### Records for the task
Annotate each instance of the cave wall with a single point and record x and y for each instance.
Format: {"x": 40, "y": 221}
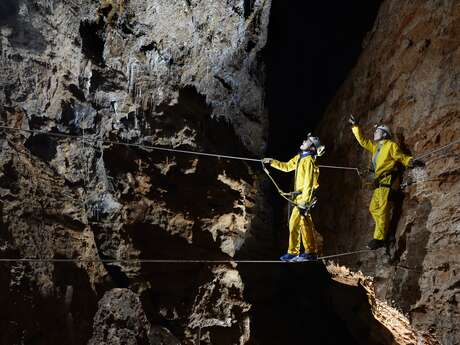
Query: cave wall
{"x": 407, "y": 77}
{"x": 184, "y": 74}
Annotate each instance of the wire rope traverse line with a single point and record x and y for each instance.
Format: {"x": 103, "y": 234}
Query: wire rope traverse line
{"x": 158, "y": 148}
{"x": 172, "y": 261}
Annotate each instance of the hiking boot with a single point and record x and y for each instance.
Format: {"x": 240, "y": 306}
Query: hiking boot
{"x": 375, "y": 244}
{"x": 304, "y": 257}
{"x": 287, "y": 257}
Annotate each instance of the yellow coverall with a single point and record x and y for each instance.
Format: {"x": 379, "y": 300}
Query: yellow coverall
{"x": 385, "y": 163}
{"x": 306, "y": 181}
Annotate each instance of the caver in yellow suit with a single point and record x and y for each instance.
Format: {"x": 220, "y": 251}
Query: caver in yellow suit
{"x": 386, "y": 155}
{"x": 305, "y": 183}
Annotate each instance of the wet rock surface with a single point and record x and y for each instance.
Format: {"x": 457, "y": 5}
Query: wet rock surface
{"x": 406, "y": 77}
{"x": 176, "y": 74}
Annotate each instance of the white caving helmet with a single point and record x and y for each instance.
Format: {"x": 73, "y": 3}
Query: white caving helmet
{"x": 320, "y": 149}
{"x": 385, "y": 129}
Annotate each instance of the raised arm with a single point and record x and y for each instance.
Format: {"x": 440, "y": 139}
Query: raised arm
{"x": 285, "y": 166}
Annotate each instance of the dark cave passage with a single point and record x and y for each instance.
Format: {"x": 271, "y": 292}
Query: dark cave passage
{"x": 311, "y": 48}
{"x": 310, "y": 51}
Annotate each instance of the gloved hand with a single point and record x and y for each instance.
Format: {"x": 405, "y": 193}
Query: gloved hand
{"x": 267, "y": 160}
{"x": 352, "y": 121}
{"x": 416, "y": 163}
{"x": 302, "y": 205}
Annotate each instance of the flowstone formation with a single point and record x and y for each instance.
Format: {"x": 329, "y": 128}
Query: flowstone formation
{"x": 178, "y": 74}
{"x": 407, "y": 77}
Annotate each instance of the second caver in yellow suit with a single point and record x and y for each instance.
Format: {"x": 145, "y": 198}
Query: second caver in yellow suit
{"x": 306, "y": 181}
{"x": 385, "y": 156}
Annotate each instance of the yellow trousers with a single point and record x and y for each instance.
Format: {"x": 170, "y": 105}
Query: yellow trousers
{"x": 379, "y": 208}
{"x": 300, "y": 226}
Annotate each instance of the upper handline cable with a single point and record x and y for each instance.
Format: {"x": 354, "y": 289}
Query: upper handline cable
{"x": 438, "y": 149}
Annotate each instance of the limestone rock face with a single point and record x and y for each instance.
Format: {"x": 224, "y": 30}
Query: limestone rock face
{"x": 408, "y": 77}
{"x": 177, "y": 74}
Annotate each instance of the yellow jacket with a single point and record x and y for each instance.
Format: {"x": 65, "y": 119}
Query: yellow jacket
{"x": 306, "y": 177}
{"x": 389, "y": 155}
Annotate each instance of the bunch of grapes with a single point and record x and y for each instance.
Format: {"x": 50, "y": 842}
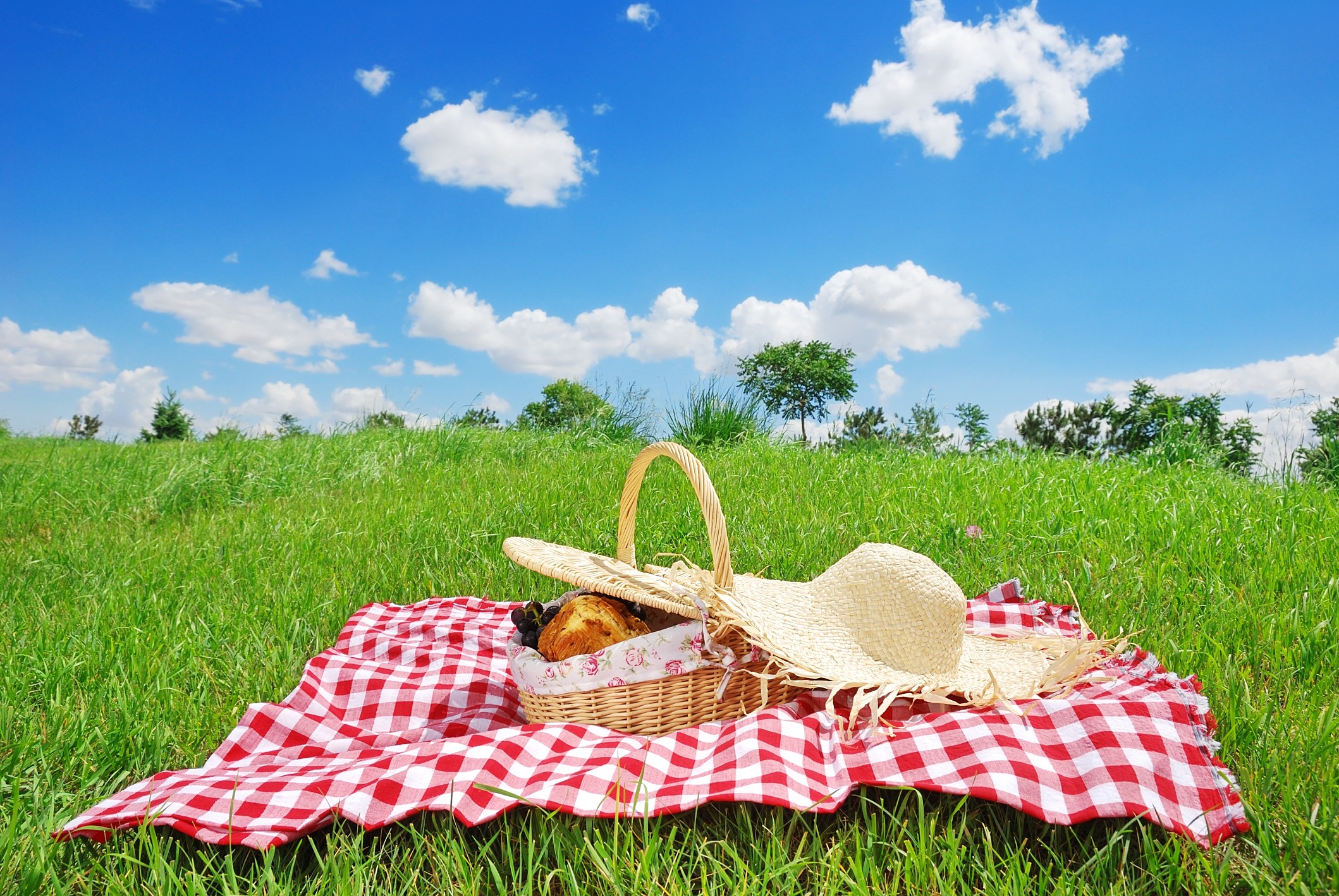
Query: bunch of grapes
{"x": 530, "y": 621}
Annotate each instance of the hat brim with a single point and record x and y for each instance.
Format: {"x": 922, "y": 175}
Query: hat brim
{"x": 600, "y": 574}
{"x": 816, "y": 648}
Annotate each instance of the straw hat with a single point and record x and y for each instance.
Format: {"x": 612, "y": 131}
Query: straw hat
{"x": 883, "y": 621}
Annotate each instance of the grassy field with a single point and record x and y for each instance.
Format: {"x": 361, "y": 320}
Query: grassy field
{"x": 149, "y": 592}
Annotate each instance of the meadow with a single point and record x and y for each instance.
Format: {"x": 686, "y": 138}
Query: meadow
{"x": 150, "y": 592}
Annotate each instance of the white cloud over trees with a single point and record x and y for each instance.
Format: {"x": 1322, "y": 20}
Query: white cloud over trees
{"x": 126, "y": 404}
{"x": 872, "y": 308}
{"x": 946, "y": 61}
{"x": 263, "y": 329}
{"x": 50, "y": 358}
{"x": 1317, "y": 374}
{"x": 532, "y": 159}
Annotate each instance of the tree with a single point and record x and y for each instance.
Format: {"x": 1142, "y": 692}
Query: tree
{"x": 798, "y": 379}
{"x": 171, "y": 422}
{"x": 383, "y": 421}
{"x": 288, "y": 427}
{"x": 975, "y": 433}
{"x": 863, "y": 428}
{"x": 481, "y": 418}
{"x": 920, "y": 432}
{"x": 1074, "y": 430}
{"x": 1321, "y": 461}
{"x": 83, "y": 427}
{"x": 565, "y": 405}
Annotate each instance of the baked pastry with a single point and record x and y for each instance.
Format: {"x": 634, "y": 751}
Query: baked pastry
{"x": 585, "y": 624}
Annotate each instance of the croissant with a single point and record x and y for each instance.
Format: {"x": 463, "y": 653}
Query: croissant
{"x": 585, "y": 624}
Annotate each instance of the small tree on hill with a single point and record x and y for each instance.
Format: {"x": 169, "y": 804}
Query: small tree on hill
{"x": 171, "y": 422}
{"x": 383, "y": 421}
{"x": 83, "y": 427}
{"x": 565, "y": 405}
{"x": 288, "y": 427}
{"x": 863, "y": 428}
{"x": 920, "y": 432}
{"x": 481, "y": 418}
{"x": 1321, "y": 461}
{"x": 975, "y": 433}
{"x": 797, "y": 379}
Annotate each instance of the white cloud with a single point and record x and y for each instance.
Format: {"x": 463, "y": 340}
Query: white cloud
{"x": 890, "y": 382}
{"x": 279, "y": 398}
{"x": 673, "y": 332}
{"x": 425, "y": 368}
{"x": 643, "y": 15}
{"x": 374, "y": 80}
{"x": 326, "y": 263}
{"x": 528, "y": 341}
{"x": 1274, "y": 379}
{"x": 351, "y": 405}
{"x": 323, "y": 366}
{"x": 49, "y": 358}
{"x": 872, "y": 310}
{"x": 126, "y": 404}
{"x": 946, "y": 61}
{"x": 494, "y": 404}
{"x": 530, "y": 157}
{"x": 263, "y": 329}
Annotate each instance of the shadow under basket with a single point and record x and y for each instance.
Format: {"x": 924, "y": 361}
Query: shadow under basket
{"x": 668, "y": 703}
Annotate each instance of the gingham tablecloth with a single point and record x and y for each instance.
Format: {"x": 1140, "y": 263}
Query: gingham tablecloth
{"x": 414, "y": 708}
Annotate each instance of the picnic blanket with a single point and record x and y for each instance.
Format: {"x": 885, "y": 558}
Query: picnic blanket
{"x": 414, "y": 708}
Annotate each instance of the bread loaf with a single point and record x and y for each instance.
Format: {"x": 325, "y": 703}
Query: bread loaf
{"x": 585, "y": 624}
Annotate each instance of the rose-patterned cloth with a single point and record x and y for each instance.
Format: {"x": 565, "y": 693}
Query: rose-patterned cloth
{"x": 676, "y": 650}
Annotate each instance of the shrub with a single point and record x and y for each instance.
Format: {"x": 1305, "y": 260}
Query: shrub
{"x": 798, "y": 379}
{"x": 711, "y": 415}
{"x": 1321, "y": 461}
{"x": 227, "y": 434}
{"x": 565, "y": 405}
{"x": 83, "y": 427}
{"x": 171, "y": 422}
{"x": 288, "y": 427}
{"x": 618, "y": 415}
{"x": 975, "y": 433}
{"x": 1079, "y": 430}
{"x": 383, "y": 421}
{"x": 480, "y": 418}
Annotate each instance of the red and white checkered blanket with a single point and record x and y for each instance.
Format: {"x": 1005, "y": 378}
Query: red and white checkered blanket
{"x": 414, "y": 710}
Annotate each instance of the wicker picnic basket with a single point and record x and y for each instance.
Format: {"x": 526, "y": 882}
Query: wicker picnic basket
{"x": 662, "y": 705}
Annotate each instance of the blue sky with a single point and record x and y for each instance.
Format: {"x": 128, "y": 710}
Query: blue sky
{"x": 1135, "y": 189}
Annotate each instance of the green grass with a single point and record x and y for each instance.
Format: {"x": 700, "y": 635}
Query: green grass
{"x": 149, "y": 592}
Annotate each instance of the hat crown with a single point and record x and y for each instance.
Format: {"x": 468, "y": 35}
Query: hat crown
{"x": 900, "y": 607}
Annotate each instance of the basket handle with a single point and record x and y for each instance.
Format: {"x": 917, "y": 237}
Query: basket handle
{"x": 707, "y": 500}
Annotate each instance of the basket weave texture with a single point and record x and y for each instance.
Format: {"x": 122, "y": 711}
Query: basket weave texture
{"x": 674, "y": 702}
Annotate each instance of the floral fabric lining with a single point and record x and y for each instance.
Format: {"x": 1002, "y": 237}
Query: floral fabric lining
{"x": 676, "y": 650}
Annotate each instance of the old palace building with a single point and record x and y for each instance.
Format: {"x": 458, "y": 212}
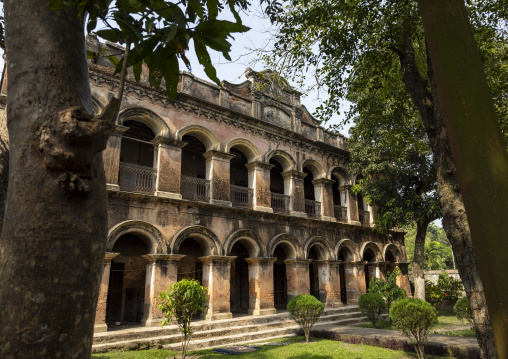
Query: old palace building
{"x": 238, "y": 187}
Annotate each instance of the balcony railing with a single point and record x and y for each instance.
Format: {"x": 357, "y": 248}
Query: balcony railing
{"x": 132, "y": 178}
{"x": 280, "y": 203}
{"x": 195, "y": 189}
{"x": 364, "y": 217}
{"x": 312, "y": 208}
{"x": 340, "y": 213}
{"x": 241, "y": 196}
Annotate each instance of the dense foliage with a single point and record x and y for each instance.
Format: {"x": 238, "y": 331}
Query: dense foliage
{"x": 183, "y": 300}
{"x": 305, "y": 310}
{"x": 413, "y": 317}
{"x": 372, "y": 305}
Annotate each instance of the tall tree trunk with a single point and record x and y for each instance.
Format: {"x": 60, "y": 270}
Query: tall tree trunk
{"x": 55, "y": 227}
{"x": 454, "y": 215}
{"x": 418, "y": 259}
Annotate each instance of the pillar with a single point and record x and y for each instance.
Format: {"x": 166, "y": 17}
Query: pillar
{"x": 216, "y": 277}
{"x": 161, "y": 273}
{"x": 261, "y": 295}
{"x": 351, "y": 203}
{"x": 297, "y": 273}
{"x": 111, "y": 157}
{"x": 403, "y": 278}
{"x": 259, "y": 176}
{"x": 217, "y": 172}
{"x": 351, "y": 274}
{"x": 323, "y": 186}
{"x": 169, "y": 166}
{"x": 293, "y": 187}
{"x": 100, "y": 313}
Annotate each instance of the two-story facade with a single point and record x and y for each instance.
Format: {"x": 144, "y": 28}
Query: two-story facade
{"x": 238, "y": 187}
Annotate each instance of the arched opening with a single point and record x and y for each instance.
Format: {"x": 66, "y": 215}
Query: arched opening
{"x": 239, "y": 293}
{"x": 279, "y": 278}
{"x": 370, "y": 271}
{"x": 339, "y": 197}
{"x": 195, "y": 185}
{"x": 241, "y": 187}
{"x": 280, "y": 202}
{"x": 126, "y": 292}
{"x": 190, "y": 266}
{"x": 314, "y": 273}
{"x": 345, "y": 255}
{"x": 312, "y": 206}
{"x": 137, "y": 159}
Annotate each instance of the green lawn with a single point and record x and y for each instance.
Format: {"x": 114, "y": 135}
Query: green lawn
{"x": 316, "y": 349}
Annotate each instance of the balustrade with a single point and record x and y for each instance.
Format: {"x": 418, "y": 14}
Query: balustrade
{"x": 195, "y": 189}
{"x": 133, "y": 178}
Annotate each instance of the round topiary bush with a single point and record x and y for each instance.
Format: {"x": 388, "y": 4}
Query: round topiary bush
{"x": 463, "y": 310}
{"x": 372, "y": 305}
{"x": 305, "y": 310}
{"x": 413, "y": 317}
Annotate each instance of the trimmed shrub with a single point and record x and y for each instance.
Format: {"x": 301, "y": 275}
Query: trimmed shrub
{"x": 413, "y": 317}
{"x": 305, "y": 310}
{"x": 372, "y": 305}
{"x": 463, "y": 311}
{"x": 183, "y": 299}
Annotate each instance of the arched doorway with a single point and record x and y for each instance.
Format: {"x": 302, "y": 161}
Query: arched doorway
{"x": 279, "y": 278}
{"x": 126, "y": 292}
{"x": 190, "y": 266}
{"x": 137, "y": 159}
{"x": 239, "y": 283}
{"x": 195, "y": 185}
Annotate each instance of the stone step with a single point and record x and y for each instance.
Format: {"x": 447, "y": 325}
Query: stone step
{"x": 217, "y": 333}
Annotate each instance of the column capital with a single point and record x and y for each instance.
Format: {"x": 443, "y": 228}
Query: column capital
{"x": 258, "y": 165}
{"x": 221, "y": 260}
{"x": 217, "y": 155}
{"x": 256, "y": 260}
{"x": 323, "y": 182}
{"x": 167, "y": 142}
{"x": 109, "y": 256}
{"x": 293, "y": 174}
{"x": 120, "y": 130}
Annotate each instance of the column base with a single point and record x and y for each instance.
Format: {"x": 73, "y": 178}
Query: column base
{"x": 171, "y": 195}
{"x": 218, "y": 202}
{"x": 218, "y": 316}
{"x": 260, "y": 312}
{"x": 112, "y": 187}
{"x": 263, "y": 209}
{"x": 100, "y": 328}
{"x": 298, "y": 214}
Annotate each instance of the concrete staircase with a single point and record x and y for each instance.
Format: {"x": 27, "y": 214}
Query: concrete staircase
{"x": 210, "y": 334}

### Set task
What needs duplicating is the run of lines from the one containing "Annotate each instance of the balustrade" through the last line of the entries above, exact and complete.

### Solution to this task
Annotate each instance of the balustrade with a single point and record x and y for each instance.
Format: {"x": 418, "y": 14}
Query: balustrade
{"x": 195, "y": 189}
{"x": 133, "y": 178}
Annotate each instance of the round topiary bush with a single point and record x and y for each instance.
Format: {"x": 388, "y": 4}
Query: round topiary bush
{"x": 463, "y": 310}
{"x": 372, "y": 305}
{"x": 305, "y": 310}
{"x": 413, "y": 317}
Annotate each instance of the trimmed shrub with a single point and record x and y for each instance.
Format: {"x": 301, "y": 275}
Query: trimmed shrub
{"x": 413, "y": 317}
{"x": 305, "y": 310}
{"x": 372, "y": 305}
{"x": 463, "y": 311}
{"x": 183, "y": 299}
Annotate each instance of the arched doorway with a single point and record x and y for each instance.
Format: {"x": 302, "y": 161}
Query: arched doorway
{"x": 279, "y": 278}
{"x": 126, "y": 292}
{"x": 190, "y": 266}
{"x": 137, "y": 159}
{"x": 239, "y": 283}
{"x": 195, "y": 185}
Annotate each instance of the stone step with a single point and record x and y for each instance.
Format: {"x": 447, "y": 325}
Query: stone step
{"x": 217, "y": 333}
Annotate each instance of the column capital with a single point and record x and y for each instance.
Format: {"x": 443, "y": 228}
Query: column capital
{"x": 258, "y": 165}
{"x": 221, "y": 260}
{"x": 217, "y": 155}
{"x": 256, "y": 260}
{"x": 323, "y": 182}
{"x": 167, "y": 142}
{"x": 109, "y": 256}
{"x": 293, "y": 174}
{"x": 120, "y": 130}
Annotate each instance of the column base with a single point and record x and y for each instance.
Format: {"x": 73, "y": 178}
Query: column base
{"x": 171, "y": 195}
{"x": 218, "y": 202}
{"x": 218, "y": 316}
{"x": 260, "y": 312}
{"x": 112, "y": 187}
{"x": 263, "y": 209}
{"x": 100, "y": 328}
{"x": 298, "y": 214}
Annotate each instance of the concrete staircase with a single point and record x and y for each instance.
Format: {"x": 27, "y": 214}
Query: concrete staircase
{"x": 210, "y": 334}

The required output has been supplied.